DOCUMENT SEGMENT
Philip Jama

Articles /Natural Language Processing /Part 4

Embeddings, Retrieval, and RAG

Vector representations, semantic search, and grounding language models in external knowledge.

NLPRAGEmbeddingsVector SearchPython

Language models encode knowledge in their parameters during pre-training. This parametric memory is powerful but has fundamental limits: it is frozen at training time, difficult to update, and prone to confident fabrication when the answer is not in the weights. Retrieval-augmented generation (RAG) addresses these limits by separating knowledge storage from reasoning: the model retrieves relevant documents at inference time and reasons over them in context.

From Word to Document Embeddings

Word2Vec and GloVe produced word-level embeddings. Modern embedding models (trained with contrastive learning objectives) produce dense vector representations for sentences and documents. These embeddings map semantic similarity to geometric proximity: texts about similar topics cluster together in high-dimensional space, and cosine similarity between vectors serves as a practical measure of semantic relatedness.

WRITTEN PROBLEM
Answer these from the article on embeddings and retrieval:
(a) In RAG, at what point does the model retrieve relevant documents?
(b) Which two models produced word-level embeddings?
(c) What serves as a practical measure of semantic relatedness?
The records that come next are separate material from the article.

DATASET EXCERPTS
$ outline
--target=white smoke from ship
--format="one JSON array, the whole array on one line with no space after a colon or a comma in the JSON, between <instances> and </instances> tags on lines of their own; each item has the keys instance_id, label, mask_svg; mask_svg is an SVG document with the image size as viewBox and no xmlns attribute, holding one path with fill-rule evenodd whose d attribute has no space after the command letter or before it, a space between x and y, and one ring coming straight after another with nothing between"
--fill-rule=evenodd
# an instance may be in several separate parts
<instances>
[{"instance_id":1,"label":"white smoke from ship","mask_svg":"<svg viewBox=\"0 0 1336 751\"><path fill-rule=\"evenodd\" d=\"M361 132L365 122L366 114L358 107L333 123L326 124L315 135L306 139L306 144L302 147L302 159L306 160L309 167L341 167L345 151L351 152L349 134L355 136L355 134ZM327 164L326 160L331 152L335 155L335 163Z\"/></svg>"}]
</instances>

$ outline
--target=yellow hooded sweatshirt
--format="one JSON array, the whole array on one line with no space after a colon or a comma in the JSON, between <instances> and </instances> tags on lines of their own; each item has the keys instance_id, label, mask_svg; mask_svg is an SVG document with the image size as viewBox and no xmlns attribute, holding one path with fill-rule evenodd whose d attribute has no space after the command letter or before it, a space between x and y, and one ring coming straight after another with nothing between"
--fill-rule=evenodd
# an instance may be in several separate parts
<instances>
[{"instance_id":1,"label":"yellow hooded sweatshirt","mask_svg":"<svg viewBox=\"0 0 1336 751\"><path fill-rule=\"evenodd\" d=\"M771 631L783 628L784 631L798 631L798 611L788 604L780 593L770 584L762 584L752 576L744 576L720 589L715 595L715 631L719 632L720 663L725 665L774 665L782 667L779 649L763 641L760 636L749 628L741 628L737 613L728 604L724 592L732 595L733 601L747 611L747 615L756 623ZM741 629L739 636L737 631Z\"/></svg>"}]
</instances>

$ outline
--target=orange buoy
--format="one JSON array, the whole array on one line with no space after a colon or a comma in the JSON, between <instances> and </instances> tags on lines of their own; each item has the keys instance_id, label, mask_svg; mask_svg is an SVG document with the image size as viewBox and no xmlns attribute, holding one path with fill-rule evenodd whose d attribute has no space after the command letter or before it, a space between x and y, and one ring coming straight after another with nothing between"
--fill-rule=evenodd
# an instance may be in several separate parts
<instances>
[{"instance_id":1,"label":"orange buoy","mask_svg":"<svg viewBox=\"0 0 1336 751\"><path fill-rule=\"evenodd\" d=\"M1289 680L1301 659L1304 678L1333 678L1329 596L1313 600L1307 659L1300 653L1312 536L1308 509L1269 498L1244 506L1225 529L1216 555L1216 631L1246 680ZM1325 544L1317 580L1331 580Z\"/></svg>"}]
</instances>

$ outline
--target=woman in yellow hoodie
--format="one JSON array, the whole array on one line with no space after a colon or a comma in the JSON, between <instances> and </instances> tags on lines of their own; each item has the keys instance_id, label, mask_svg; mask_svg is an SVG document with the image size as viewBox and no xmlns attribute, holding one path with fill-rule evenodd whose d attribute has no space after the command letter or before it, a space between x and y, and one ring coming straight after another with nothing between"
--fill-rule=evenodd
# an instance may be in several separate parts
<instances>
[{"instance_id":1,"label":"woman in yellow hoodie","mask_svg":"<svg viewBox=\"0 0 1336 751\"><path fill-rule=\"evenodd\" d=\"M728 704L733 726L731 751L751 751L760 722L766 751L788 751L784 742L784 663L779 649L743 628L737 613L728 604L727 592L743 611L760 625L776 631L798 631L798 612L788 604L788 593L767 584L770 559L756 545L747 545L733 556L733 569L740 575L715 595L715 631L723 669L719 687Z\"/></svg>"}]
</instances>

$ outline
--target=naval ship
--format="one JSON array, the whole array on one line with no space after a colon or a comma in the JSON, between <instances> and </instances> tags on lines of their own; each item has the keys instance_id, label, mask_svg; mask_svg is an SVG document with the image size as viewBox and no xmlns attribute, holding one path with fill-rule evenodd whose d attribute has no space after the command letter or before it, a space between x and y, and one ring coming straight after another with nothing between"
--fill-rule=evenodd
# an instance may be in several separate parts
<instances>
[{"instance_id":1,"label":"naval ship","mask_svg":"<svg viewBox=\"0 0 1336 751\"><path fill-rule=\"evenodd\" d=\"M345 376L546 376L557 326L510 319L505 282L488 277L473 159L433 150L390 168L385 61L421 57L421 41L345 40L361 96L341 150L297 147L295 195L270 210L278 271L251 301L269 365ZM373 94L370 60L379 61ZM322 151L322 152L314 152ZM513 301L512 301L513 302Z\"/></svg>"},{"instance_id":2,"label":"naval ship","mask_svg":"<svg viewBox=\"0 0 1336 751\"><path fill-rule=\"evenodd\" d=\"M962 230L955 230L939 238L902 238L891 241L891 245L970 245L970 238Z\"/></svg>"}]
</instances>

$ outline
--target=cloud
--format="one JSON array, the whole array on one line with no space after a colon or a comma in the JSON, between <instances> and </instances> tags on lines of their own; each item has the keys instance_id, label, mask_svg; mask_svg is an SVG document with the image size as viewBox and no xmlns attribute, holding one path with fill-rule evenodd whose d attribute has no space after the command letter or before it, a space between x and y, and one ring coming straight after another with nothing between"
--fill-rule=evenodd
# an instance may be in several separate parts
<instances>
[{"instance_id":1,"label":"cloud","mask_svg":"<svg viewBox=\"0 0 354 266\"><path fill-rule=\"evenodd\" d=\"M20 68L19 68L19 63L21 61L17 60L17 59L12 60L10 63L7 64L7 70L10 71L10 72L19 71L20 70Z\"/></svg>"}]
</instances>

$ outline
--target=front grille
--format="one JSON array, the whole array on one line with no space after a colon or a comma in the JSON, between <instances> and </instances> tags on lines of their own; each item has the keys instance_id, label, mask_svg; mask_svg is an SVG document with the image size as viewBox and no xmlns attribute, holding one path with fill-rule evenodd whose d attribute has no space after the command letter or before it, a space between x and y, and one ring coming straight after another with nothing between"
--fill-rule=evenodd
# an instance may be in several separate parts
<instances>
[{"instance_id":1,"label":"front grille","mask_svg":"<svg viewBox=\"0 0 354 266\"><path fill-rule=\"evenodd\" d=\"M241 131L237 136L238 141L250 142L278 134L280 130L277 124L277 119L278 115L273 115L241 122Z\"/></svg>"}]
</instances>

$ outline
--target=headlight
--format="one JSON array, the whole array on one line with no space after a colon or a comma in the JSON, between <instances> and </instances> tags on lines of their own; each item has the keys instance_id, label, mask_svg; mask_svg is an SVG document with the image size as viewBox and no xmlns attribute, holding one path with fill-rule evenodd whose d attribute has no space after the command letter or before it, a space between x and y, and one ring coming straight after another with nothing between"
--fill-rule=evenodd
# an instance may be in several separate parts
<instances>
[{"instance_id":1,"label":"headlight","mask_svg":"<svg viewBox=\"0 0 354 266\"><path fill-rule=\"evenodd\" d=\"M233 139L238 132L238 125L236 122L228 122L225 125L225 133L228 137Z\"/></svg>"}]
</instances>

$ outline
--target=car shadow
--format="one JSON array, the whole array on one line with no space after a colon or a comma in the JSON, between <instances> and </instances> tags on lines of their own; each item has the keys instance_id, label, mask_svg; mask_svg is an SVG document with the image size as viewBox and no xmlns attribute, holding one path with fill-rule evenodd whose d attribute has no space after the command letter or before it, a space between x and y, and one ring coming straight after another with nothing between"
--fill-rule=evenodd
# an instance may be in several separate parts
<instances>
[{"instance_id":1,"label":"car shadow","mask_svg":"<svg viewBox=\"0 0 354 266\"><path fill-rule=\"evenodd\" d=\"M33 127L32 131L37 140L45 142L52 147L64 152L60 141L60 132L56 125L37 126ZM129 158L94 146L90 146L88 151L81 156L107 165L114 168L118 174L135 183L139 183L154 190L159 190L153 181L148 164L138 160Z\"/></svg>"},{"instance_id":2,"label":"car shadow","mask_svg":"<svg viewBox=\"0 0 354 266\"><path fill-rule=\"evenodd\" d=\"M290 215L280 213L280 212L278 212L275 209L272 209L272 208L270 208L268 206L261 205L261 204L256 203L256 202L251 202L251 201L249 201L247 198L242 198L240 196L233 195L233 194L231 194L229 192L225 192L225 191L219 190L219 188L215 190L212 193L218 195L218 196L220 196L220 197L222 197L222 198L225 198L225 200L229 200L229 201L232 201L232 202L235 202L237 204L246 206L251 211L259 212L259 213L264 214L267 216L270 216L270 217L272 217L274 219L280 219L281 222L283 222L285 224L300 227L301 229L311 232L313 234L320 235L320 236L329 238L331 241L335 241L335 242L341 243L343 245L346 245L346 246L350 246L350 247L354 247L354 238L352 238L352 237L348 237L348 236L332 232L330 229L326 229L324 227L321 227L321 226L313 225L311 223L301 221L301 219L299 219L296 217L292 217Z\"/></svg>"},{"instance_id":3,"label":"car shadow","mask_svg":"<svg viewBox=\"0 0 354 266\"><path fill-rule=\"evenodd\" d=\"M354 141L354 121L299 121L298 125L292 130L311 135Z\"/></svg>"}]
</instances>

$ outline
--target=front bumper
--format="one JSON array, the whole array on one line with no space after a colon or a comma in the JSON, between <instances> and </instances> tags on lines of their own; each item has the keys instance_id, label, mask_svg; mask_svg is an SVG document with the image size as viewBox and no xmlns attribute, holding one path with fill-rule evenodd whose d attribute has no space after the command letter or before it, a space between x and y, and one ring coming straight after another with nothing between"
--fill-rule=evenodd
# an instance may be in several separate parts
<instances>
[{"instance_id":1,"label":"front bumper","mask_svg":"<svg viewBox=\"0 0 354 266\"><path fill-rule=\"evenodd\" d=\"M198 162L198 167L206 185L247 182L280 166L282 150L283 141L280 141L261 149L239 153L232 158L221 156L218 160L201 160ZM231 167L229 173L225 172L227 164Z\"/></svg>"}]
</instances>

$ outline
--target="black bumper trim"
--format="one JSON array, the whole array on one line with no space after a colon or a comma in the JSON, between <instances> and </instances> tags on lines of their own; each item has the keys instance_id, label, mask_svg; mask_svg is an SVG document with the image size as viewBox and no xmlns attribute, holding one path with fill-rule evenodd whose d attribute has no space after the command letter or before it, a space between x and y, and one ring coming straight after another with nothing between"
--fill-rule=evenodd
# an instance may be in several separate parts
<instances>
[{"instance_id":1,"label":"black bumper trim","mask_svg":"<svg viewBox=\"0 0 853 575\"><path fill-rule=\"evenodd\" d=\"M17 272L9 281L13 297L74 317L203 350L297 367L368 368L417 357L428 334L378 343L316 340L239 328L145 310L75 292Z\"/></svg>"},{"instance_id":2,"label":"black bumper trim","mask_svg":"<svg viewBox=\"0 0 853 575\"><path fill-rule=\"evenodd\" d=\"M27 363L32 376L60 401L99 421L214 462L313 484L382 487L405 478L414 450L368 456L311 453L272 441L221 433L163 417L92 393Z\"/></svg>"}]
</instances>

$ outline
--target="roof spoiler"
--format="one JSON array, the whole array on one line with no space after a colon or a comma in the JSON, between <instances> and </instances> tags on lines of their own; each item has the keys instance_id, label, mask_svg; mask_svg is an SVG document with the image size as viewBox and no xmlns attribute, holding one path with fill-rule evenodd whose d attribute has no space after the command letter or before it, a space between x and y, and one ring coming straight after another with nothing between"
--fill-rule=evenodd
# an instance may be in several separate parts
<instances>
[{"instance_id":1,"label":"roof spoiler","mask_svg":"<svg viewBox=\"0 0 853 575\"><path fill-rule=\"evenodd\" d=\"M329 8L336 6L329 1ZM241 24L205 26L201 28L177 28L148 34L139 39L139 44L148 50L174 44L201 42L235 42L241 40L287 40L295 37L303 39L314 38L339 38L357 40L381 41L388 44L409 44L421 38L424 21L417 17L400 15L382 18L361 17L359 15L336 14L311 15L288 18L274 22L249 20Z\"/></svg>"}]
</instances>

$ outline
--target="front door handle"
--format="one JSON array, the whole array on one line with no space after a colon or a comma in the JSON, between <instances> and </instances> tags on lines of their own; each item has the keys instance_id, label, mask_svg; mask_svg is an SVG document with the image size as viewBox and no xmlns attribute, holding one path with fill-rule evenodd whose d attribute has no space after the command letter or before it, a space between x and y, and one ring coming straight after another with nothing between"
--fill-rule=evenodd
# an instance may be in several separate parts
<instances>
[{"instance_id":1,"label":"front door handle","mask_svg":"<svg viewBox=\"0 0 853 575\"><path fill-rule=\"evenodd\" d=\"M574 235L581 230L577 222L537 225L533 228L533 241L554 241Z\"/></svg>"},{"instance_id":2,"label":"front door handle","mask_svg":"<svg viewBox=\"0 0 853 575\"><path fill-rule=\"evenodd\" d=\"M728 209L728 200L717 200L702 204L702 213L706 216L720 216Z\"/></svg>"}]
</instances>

TASK SOLUTION
(a) At inference time.
(b) Word2Vec and GloVe.
(c) Cosine similarity between vectors.